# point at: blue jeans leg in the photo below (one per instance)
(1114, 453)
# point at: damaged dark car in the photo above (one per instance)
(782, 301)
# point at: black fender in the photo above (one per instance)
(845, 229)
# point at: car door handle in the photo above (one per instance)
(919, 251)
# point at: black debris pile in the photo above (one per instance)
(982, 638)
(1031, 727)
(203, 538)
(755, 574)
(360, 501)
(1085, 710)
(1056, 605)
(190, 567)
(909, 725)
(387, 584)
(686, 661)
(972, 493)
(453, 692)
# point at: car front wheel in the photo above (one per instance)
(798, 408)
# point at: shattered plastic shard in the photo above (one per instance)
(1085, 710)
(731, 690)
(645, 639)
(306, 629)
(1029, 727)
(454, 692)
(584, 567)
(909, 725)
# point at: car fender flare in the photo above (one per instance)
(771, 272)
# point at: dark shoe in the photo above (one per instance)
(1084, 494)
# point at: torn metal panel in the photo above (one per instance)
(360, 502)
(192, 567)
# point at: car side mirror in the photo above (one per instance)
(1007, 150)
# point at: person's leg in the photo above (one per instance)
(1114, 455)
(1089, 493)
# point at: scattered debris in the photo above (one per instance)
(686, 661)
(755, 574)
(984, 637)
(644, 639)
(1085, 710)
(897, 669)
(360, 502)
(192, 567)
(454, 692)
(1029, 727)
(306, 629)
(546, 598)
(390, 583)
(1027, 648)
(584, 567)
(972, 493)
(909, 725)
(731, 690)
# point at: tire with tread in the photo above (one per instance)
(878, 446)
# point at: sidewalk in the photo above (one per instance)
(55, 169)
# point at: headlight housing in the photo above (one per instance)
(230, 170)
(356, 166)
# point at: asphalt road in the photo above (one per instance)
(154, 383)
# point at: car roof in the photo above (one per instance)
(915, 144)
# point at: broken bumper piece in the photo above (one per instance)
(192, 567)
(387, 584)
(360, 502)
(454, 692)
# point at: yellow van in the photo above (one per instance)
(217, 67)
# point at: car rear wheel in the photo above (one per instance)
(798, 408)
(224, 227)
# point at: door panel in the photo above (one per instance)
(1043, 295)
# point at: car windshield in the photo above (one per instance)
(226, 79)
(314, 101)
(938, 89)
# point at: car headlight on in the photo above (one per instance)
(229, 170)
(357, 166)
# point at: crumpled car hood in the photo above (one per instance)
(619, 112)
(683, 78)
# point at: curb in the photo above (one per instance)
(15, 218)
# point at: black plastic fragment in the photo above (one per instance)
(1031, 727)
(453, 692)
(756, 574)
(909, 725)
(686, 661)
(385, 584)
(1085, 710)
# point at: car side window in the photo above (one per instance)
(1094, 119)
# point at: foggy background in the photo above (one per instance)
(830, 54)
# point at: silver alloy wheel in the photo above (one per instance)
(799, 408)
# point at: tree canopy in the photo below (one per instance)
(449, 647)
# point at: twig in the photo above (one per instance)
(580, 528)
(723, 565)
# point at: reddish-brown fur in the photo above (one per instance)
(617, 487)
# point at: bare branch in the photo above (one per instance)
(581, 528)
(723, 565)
────────────────
◆ **EXERCISE GOAL**:
Every line from the one holding "# point at: broken" through the final line of the listing must be echoed exactly; leave out all other lines.

◆ **SOLUTION**:
# point at: broken bumper piece in the photo above (one per instance)
(192, 567)
(387, 584)
(360, 502)
(454, 692)
# point at: yellow van in the photo above (one per instance)
(217, 67)
# point at: car rear wheel in the photo above (one per instance)
(798, 408)
(224, 227)
# point at: door panel in the photo above (one per instance)
(1043, 295)
# point at: car windshield in the photo above (one per instance)
(226, 79)
(314, 101)
(938, 89)
# point at: car headlight on in the photo above (one per instance)
(229, 170)
(357, 166)
# point at: crumpled car hood in the photo above (one per instance)
(619, 112)
(683, 78)
# point at: curb in the photo above (one per instance)
(15, 218)
# point at: black plastic fragment in the photo above (one per instance)
(1031, 727)
(453, 692)
(756, 574)
(909, 725)
(686, 661)
(385, 584)
(1085, 710)
# point at: car side window in the photo above (one per instance)
(1094, 119)
# point at: foggy background in the photo above (one per instance)
(830, 54)
# point at: silver alloy wheel in the photo above (one per instance)
(799, 408)
# point at: tree canopy in the photo below (one per instance)
(449, 647)
# point at: twig in the photo above (one per instance)
(580, 528)
(723, 565)
# point at: reddish-brown fur in the photo above (one per instance)
(617, 487)
# point at: bare branch in the photo above (one per instance)
(581, 528)
(723, 565)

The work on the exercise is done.